- ASSIGNED TASK
Once the images are removed, repeat all of the entries exactly.
########
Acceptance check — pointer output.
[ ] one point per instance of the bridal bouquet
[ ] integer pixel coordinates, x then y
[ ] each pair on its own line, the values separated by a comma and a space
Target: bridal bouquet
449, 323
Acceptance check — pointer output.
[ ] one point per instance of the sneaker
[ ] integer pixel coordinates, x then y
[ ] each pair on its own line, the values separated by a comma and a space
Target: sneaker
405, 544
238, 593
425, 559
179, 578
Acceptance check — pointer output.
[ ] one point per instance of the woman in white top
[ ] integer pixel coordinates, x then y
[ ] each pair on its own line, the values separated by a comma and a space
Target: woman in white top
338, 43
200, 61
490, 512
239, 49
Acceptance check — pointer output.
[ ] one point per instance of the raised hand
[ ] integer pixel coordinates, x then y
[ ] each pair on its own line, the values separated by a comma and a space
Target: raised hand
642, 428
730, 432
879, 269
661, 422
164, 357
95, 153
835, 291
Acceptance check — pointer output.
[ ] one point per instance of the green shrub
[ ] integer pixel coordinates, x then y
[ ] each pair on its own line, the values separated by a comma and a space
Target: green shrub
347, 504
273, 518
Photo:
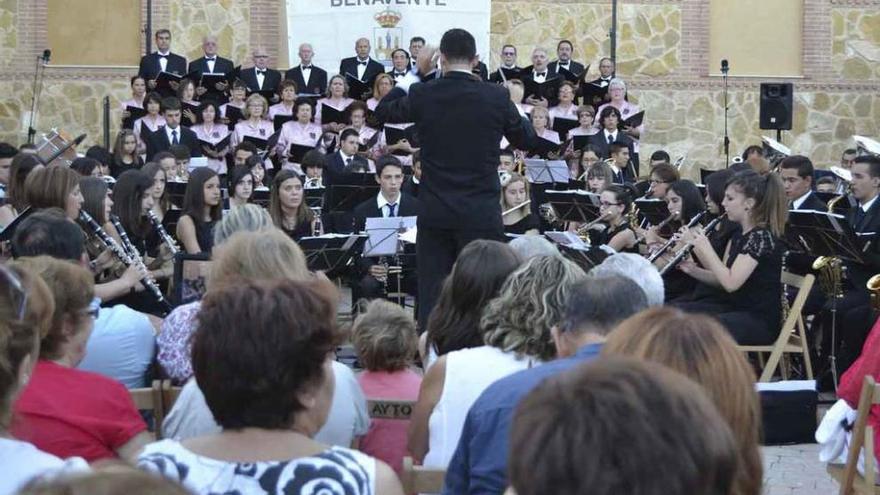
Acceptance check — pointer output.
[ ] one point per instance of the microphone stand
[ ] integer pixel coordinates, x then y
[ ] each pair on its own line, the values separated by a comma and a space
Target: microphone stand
########
- THE ANSWER
Acceptance check — pointer output.
[ ] one point per instance of the bridal bouquet
[ ] integer pixel coordinates, x then y
[ ] each pair on its own line, the values separated by a comma and a space
Target: bridal bouquet
449, 323
Acceptance check — pointer output.
[ ] one point per instance of the sneaker
[ ] integer pixel coordinates, x then y
[ ] each pair on its own line, the values separated by a comma and a space
Target: sneaker
405, 544
238, 593
425, 559
179, 578
Acceptance check — pointer output.
[ ] one point per instance of the woman in white top
[ ] integer pixel coordinates, x then y
[ ] each pair on its own line, the values separated by a comma and a space
Target: woman in white top
338, 43
200, 61
490, 512
239, 49
Acceptance check — pointer output.
[ ] one point per instance of the raised hand
[ ] integer pixel coordinates, x then y
[ ] each pair on its own line, the values separated by a comma and a space
Target: raised hand
642, 428
730, 432
879, 269
661, 422
164, 357
95, 153
835, 291
Acceptance check — pointer output.
[ ] one point per instance of the green shrub
[ ] integer pixel coordinates, x then y
[ ] each pair on its own line, the values separated by a comma and a space
Target: green shrub
347, 504
273, 518
Photo:
Acceptance check — pointer output.
[ ] one point per instance of the microphone stand
[ ] integer pixel coordinates, x then y
[ ] each pair on its own line, the values separated by a comma and a space
Target: microphone stand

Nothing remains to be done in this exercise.